**Brief**: Could you swap "tail light" for "taillight" in the entries from the start through the line containing "[0,0,573,219]" and write those lines out again with nothing else altered? Leave the pictures out.

**Detection annotation entries**:

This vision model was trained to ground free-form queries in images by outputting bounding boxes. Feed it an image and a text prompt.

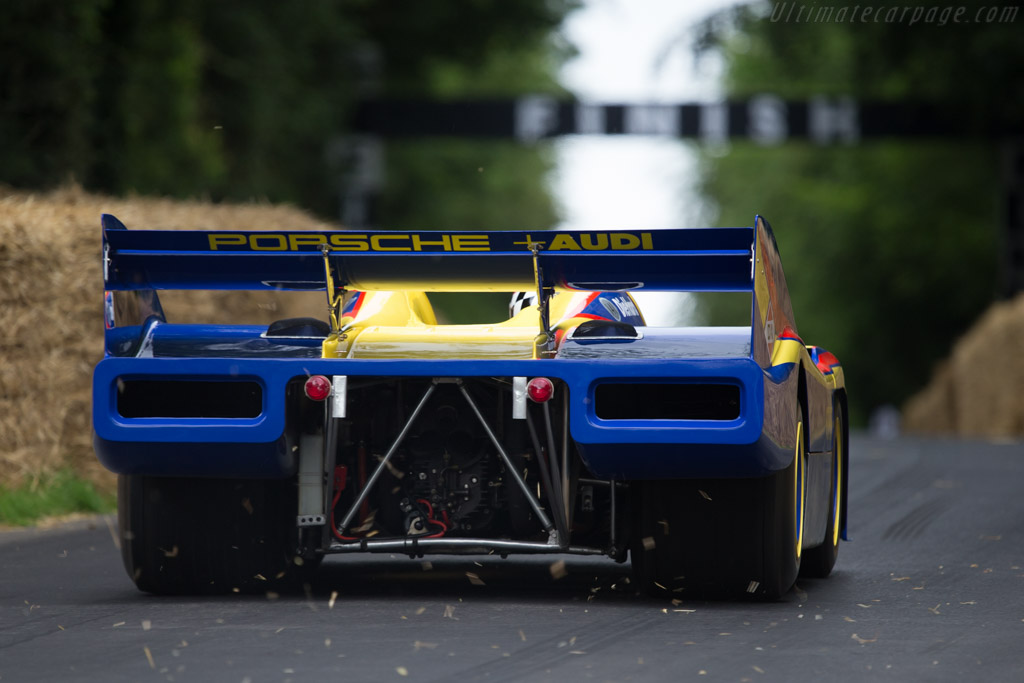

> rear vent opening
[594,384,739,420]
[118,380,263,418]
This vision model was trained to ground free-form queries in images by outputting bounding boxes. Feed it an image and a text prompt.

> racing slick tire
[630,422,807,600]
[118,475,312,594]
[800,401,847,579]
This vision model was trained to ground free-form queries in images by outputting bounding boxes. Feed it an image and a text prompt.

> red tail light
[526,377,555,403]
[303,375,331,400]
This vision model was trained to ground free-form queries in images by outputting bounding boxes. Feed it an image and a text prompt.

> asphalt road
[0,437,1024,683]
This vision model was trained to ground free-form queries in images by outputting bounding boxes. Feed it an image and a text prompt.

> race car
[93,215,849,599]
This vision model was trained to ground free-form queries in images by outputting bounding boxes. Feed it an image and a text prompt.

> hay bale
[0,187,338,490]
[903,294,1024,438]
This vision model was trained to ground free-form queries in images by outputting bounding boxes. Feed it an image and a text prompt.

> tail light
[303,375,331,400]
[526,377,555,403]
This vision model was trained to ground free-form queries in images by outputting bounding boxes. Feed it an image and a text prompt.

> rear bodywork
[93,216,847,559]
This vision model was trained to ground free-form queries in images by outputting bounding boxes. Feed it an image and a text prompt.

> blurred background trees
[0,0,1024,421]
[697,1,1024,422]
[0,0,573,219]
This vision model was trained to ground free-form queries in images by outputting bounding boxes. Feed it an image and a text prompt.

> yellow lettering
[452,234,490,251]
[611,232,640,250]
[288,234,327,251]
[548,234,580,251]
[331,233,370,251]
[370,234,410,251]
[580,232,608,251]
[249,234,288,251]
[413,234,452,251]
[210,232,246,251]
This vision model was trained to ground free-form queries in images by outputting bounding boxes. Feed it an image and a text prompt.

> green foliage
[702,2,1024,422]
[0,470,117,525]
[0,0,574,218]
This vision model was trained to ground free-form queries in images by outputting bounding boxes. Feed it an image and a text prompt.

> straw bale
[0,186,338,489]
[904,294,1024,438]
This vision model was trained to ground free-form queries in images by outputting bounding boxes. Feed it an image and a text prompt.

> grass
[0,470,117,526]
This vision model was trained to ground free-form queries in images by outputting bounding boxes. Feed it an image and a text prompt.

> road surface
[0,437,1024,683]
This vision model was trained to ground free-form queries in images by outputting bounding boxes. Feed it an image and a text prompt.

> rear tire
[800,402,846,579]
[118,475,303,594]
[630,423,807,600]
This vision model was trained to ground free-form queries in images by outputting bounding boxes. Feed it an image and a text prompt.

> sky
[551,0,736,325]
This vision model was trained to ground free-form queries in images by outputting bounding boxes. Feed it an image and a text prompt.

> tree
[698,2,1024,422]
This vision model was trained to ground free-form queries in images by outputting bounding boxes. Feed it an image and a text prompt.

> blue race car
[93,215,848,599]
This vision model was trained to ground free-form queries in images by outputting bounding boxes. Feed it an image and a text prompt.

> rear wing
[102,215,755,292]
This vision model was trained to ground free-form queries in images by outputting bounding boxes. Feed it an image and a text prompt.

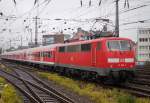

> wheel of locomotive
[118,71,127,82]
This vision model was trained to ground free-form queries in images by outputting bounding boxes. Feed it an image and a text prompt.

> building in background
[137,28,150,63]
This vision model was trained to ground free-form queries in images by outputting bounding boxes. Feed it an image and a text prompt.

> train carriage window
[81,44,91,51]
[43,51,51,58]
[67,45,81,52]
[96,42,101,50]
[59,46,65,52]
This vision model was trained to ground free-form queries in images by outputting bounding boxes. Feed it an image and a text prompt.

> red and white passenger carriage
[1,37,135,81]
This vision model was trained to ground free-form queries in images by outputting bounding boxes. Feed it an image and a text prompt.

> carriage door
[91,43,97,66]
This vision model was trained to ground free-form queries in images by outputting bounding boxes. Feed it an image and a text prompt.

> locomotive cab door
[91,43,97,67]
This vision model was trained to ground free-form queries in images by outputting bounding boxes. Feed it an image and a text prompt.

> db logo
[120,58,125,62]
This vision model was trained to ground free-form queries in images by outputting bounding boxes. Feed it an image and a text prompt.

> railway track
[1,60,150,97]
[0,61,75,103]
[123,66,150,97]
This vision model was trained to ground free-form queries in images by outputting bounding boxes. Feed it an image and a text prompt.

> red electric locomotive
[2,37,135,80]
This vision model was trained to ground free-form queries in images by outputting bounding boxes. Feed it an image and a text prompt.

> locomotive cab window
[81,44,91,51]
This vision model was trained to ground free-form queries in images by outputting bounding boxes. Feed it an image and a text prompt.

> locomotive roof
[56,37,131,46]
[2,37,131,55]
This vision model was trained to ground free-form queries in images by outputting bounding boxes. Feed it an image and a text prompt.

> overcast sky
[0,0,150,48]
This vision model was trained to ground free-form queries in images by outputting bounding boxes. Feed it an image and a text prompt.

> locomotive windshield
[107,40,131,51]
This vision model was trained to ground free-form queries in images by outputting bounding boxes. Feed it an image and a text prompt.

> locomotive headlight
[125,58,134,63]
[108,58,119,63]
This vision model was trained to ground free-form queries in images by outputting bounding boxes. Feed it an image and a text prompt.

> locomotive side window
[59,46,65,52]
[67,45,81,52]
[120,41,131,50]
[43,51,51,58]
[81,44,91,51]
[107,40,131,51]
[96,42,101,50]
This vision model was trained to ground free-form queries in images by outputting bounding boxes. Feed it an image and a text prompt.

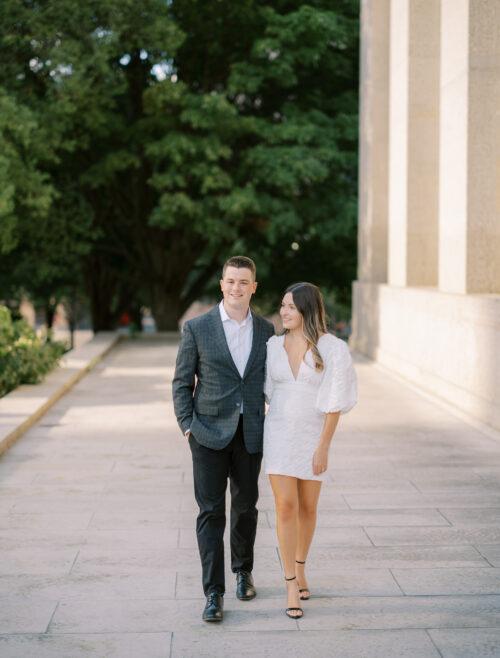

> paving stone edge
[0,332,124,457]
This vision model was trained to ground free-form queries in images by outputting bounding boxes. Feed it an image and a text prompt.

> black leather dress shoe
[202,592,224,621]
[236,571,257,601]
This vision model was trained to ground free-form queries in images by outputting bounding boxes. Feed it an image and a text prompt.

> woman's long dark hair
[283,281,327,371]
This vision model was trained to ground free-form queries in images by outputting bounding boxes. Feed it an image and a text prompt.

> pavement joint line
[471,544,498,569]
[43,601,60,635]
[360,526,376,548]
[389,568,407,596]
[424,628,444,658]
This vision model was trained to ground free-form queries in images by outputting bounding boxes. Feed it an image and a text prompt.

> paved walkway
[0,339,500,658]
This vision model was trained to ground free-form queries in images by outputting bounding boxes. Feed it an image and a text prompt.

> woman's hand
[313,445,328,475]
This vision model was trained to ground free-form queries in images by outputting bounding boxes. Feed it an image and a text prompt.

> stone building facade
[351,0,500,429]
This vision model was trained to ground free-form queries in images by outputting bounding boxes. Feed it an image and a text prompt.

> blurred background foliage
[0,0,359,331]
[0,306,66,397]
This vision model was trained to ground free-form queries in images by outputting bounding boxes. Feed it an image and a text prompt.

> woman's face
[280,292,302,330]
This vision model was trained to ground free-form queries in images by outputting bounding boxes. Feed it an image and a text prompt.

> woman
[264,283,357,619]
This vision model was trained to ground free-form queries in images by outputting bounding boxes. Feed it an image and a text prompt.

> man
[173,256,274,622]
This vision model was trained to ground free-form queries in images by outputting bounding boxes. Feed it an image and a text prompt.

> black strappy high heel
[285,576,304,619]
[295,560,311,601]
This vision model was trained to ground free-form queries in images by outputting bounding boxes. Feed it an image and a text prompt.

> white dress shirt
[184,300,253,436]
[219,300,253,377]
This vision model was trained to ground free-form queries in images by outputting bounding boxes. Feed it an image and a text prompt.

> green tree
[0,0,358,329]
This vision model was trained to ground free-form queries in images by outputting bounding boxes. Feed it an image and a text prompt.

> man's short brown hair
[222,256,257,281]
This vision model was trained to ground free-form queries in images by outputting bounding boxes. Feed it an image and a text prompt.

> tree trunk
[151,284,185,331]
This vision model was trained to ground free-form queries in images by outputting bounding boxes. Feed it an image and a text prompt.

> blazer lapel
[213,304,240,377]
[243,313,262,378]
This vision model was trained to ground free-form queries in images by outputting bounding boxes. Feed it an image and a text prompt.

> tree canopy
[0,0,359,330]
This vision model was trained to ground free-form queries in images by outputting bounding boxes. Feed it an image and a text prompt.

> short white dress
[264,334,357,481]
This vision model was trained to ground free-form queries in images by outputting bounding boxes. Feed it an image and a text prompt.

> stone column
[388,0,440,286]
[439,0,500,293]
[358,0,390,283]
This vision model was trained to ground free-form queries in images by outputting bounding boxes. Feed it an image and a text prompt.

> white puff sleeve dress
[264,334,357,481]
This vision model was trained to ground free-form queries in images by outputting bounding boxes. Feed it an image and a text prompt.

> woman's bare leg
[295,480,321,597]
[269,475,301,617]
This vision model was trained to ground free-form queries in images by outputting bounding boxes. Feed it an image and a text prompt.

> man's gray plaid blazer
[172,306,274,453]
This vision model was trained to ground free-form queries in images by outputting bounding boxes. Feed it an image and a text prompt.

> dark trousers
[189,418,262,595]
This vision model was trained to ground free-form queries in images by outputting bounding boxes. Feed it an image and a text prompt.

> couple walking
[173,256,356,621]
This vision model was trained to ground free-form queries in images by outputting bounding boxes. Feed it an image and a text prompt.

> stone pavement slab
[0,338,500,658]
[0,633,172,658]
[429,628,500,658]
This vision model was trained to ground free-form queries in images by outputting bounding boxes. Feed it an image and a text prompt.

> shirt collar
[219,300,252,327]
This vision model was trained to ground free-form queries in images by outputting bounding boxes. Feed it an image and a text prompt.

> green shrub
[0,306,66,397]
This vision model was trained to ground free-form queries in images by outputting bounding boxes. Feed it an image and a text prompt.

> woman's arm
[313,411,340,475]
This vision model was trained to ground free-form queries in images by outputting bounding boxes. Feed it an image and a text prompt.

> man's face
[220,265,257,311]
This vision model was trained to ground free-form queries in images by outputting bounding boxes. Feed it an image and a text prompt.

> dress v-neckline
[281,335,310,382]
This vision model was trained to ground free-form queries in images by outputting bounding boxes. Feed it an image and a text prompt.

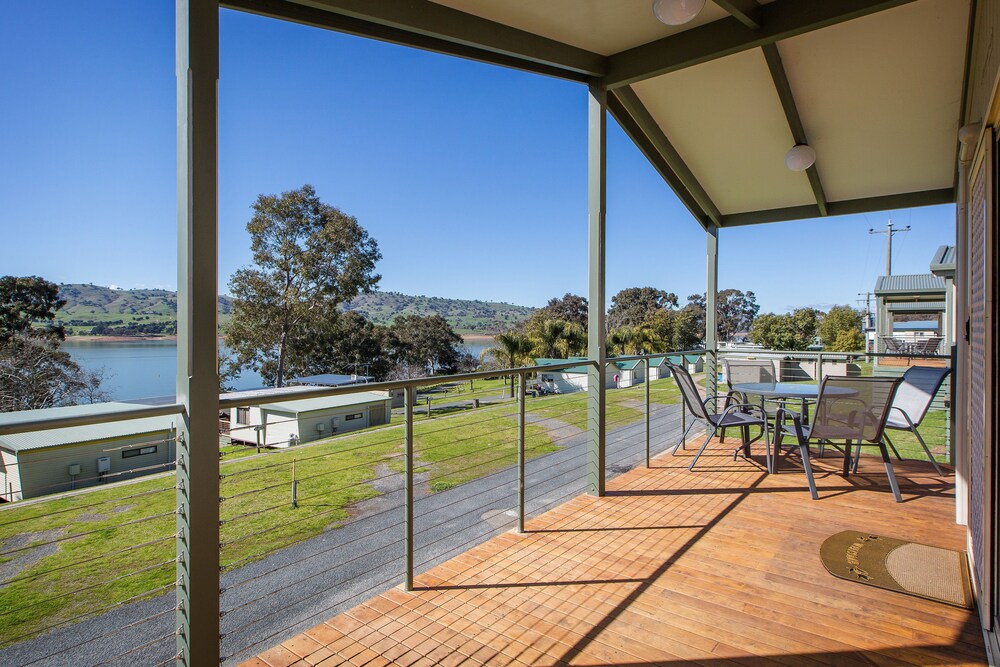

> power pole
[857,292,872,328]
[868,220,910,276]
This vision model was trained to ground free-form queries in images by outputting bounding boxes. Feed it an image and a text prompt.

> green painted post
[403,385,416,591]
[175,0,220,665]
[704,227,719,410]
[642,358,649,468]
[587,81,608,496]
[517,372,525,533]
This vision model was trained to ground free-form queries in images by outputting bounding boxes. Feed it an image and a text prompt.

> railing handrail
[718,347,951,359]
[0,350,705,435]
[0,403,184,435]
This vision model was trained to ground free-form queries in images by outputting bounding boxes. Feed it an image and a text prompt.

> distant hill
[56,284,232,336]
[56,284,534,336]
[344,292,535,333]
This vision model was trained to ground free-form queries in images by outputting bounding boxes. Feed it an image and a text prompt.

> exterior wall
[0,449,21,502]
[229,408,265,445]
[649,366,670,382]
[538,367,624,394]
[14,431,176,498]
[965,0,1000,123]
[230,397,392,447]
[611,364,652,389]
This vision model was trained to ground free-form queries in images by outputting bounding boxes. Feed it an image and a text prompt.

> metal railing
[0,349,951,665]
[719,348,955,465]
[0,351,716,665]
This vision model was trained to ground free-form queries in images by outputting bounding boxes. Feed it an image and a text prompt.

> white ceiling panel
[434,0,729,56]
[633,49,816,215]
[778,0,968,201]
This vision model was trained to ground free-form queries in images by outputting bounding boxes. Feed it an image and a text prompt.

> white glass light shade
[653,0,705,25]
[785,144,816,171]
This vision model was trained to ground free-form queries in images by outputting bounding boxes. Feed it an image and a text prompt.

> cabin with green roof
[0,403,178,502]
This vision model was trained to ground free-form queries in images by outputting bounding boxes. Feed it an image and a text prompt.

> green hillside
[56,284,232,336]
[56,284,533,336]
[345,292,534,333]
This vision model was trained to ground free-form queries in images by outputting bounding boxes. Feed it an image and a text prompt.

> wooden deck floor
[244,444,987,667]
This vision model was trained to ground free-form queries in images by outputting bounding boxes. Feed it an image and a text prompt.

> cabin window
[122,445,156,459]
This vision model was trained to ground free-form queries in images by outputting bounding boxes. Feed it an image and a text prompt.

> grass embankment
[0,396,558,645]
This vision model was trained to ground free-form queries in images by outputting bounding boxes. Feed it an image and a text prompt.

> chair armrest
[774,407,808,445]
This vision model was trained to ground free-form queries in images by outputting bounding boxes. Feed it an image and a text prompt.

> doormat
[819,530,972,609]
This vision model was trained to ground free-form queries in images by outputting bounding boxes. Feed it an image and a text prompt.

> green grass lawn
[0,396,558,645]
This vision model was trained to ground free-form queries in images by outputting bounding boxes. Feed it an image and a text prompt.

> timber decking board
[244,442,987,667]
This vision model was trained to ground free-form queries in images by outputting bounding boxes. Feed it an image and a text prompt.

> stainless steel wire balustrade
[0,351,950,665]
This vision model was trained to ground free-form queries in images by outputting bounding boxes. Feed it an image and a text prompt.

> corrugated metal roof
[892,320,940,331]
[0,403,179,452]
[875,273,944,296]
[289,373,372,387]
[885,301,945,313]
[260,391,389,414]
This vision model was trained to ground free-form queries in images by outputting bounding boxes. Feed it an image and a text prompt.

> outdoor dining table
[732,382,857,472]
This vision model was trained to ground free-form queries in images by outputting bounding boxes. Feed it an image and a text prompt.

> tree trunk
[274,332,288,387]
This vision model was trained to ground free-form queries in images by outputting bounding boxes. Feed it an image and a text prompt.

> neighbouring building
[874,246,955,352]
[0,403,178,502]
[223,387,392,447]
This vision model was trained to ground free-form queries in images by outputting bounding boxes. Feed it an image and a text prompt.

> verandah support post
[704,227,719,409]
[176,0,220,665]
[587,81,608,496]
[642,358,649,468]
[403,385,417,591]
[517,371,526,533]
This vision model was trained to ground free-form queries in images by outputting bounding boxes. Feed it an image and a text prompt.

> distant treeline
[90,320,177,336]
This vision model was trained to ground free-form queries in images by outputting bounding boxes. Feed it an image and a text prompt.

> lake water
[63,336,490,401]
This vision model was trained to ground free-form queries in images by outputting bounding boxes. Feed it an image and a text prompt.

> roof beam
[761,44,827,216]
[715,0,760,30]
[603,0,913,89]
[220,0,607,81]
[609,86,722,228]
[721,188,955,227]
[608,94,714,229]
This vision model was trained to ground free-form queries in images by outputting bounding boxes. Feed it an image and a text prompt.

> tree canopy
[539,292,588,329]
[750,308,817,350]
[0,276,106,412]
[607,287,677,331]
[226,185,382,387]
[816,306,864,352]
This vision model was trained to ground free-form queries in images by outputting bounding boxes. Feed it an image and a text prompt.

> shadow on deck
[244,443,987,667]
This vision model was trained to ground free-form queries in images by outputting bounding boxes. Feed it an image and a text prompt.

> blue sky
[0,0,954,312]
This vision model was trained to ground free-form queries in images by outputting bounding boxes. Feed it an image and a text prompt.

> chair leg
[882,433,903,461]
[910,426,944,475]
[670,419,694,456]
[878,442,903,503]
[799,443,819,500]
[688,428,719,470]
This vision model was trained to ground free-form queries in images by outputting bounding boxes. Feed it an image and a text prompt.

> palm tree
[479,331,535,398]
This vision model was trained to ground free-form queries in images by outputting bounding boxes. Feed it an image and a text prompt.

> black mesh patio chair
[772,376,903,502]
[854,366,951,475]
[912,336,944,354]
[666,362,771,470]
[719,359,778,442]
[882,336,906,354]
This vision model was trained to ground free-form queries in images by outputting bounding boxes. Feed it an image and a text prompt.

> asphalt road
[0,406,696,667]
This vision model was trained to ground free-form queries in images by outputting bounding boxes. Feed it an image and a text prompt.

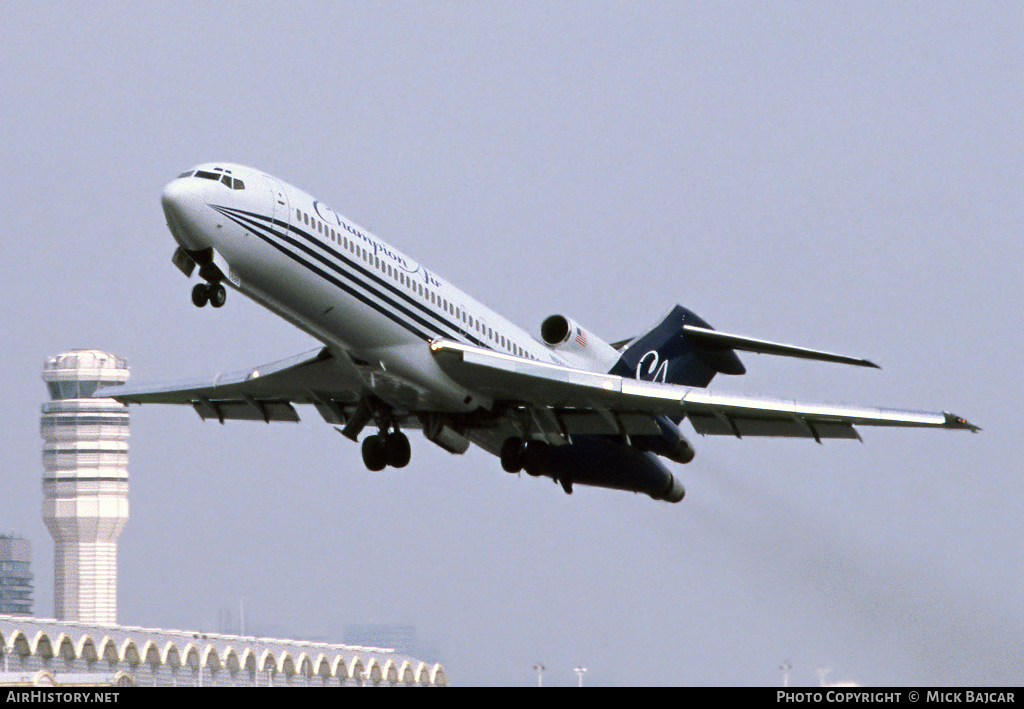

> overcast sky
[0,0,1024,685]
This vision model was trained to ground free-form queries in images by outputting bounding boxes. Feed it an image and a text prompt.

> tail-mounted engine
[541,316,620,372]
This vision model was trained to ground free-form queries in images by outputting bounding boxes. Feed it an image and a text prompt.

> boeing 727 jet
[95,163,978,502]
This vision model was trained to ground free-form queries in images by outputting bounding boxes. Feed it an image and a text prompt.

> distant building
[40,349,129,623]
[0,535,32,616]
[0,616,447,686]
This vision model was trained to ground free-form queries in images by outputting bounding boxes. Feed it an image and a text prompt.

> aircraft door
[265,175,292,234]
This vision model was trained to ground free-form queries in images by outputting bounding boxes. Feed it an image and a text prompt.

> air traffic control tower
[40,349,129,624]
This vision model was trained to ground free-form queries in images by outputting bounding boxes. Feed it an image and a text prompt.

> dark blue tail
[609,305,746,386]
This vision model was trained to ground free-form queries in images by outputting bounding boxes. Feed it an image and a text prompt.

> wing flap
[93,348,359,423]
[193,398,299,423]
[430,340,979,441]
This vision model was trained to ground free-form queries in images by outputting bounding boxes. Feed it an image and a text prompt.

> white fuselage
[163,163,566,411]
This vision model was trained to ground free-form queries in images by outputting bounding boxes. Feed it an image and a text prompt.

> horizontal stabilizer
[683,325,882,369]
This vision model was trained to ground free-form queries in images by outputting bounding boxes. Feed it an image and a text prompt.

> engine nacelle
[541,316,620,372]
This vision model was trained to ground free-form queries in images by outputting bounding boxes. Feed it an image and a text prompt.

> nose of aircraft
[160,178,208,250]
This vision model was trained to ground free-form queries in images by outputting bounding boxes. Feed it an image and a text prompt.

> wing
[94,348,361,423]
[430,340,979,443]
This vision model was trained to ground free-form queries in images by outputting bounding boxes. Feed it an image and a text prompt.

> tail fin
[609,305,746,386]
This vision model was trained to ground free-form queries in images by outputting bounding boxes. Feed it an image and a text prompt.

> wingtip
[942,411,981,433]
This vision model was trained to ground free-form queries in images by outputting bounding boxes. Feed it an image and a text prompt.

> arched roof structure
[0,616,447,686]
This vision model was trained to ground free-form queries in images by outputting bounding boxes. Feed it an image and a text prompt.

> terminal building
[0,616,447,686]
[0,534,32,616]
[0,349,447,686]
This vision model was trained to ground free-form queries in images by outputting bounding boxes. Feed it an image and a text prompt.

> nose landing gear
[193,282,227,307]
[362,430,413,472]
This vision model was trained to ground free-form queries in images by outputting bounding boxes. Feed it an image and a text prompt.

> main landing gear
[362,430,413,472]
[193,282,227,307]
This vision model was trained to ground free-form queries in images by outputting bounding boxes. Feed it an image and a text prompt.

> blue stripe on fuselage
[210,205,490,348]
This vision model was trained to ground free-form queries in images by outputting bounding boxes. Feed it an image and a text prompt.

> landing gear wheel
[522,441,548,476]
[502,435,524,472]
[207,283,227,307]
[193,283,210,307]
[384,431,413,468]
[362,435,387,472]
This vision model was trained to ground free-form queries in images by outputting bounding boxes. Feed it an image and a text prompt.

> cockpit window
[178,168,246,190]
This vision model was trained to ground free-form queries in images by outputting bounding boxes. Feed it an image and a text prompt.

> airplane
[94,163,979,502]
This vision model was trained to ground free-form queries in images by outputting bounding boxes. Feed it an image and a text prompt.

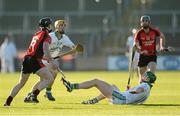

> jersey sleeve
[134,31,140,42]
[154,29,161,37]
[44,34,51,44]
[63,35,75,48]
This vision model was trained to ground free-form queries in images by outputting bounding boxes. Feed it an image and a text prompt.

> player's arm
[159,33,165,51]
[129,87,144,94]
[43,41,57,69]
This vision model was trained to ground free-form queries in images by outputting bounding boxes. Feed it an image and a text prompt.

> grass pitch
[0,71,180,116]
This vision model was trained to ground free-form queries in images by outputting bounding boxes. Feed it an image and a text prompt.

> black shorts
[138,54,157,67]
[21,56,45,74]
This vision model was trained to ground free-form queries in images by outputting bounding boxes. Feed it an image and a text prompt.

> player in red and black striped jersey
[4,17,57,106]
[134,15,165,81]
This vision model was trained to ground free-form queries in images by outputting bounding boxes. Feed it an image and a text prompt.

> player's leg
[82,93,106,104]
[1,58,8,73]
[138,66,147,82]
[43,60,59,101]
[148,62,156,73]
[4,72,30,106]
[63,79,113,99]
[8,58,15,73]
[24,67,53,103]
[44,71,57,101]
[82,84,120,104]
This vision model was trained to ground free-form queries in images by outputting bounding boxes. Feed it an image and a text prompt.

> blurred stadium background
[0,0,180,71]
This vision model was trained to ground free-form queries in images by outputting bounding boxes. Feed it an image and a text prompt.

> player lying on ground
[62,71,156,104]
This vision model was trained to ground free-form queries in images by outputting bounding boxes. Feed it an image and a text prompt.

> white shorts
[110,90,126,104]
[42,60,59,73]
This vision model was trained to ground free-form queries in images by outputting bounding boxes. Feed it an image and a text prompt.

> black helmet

**Task answer**:
This vision model was trained to ground free-form queries in images by outputting bounding boxes. Feed it an image and a text prompt.


> rear vent opening
[594,384,739,420]
[118,380,263,418]
This vision model was trained to ground free-form queries in images by outputting bounding boxes. Feed it an image and a text prompt.

> racing slick tire
[630,422,807,600]
[118,475,312,594]
[800,401,847,579]
This vision model was trained to ground free-form queries in images by outputting bounding boxes. Feed it an image and a text prompt.

> red taillight
[526,377,555,403]
[303,375,331,400]
This vision model was trained to ground free-form queries in images by outputting bounding boxes. Feed it an image and a text prompt.

> asphalt road
[0,437,1024,683]
This vision model was trained to ground free-form queries in images by outputting bounding boxes. Feed it an image and a text prompt.

> race car
[93,215,849,599]
This vision model was trained to ground free-form queries in images by outputting bounding boxes. Feed it an image and a text prompt.

> hay bale
[0,187,338,490]
[903,294,1024,438]
This vision model was trained to ground free-form queries in images by outputting bounding boxes. Feed it an image and a text prompt.

> taillight
[303,375,331,400]
[526,377,555,403]
This vision model was trained to ground free-form queries in images by outputting bounding boxes. Feed it an image and a text prompt.

> rear bodywork
[93,216,847,559]
This vision model was trained to ground free-form queries in images by outputting bounding boxes. Feed it an image and a text prompt.

> blurred background trees
[0,0,1024,421]
[697,1,1024,422]
[0,0,573,219]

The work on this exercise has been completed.